• EXTRACT PROVIDED
▶

# WRSOURCE (white river source)



## JensLarsen (Mar 14, 2007)

I ordered Euodia seeds from WRSOURCE, http://www.whiteriversource.com/ a month ago and paid with Paypal.

They have not delivered and do not respond to any of the following email-adresses:

[email protected]
[email protected]
[email protected]
[email protected]

Paypal is notified to suspend their account in order to protect others.

If you do business with them, do not expect much and do not pay in advance.


----------



## ArkansasBK (Mar 5, 2011)

*Re: WRSOURCE (white river source) gone bad*

I will not do business with anyone who doesn't put their fisical address on their website. Pretty good indicator that they may not be straight up with you.


----------



## bluegrass (Aug 30, 2006)

*Re: WRSOURCE (white river source) gone bad*

For future reference you can make a payment direct to their email address from your bank if you have online banking. Then you get notified when they accept the funds. With Paypal you have no idea if they ever even accepted the funds.


----------



## Birdman (May 8, 2009)

*Re: WRSOURCE (white river source) gone bad*



ArkansasBK said:


> I will not do business with anyone who doesn't put their fisical address on their website. Pretty good indicator that they may not be straight up with you.

◀

• LISTING
▶

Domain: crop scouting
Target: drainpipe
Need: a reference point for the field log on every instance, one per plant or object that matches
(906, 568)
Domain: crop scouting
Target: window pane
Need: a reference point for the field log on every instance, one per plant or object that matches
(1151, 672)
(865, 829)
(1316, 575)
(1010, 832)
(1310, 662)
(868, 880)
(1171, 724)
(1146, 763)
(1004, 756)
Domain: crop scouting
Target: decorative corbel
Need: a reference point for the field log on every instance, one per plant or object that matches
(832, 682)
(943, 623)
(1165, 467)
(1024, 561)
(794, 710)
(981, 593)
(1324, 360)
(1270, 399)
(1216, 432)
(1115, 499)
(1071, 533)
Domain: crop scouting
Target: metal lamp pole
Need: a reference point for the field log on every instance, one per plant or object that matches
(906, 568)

◀

• WRITTEN INSTRUCTION 1
Reproduce word for word the part of the WRSOURCE forum thread starting with "# WRSOURCE (white" and going on through "paid with Paypal.".
• WRITTEN INSTRUCTION 2
Resume the forum thread about the seed seller WRSOURCE from the point where it stops.

• EXERCISE ANSWER 1
# WRSOURCE (white river source)



## JensLarsen (Mar 14, 2007)

I ordered Euodia seeds from WRSOURCE, http://www.whiteriversource.com/ a month ago and paid with Paypal.

• EXERCISE ANSWER 2
White River Sourse
3645 E main St#176
Richmond In 47374
Got this address from there web site.


----------



## JensLarsen (Mar 14, 2007)

*Re: WRSOURCE (white river source) gone bad*

Happy ending, and fast as well. 

Still beware, they have not closed their webshop and accept orders.

================================

Hello Jens Larsen,

We have concluded our investigation into your claim.

Seller's Name: WRSource
Seller's Email: [email protected]
Seller's Transaction ID: 8FR40121C4xxxxxx

Transaction Date: Mar 17, 2011
Transaction Amount: -$56.00 USD
Your Transaction ID: 6FV93582xxxxxxx
Case Number: PP-001-279-xxxxxx

Buyer's Transaction ID: 6FV93582Bxxxxxx

You have received a refund via PayPal in the amount of $56.00 USD.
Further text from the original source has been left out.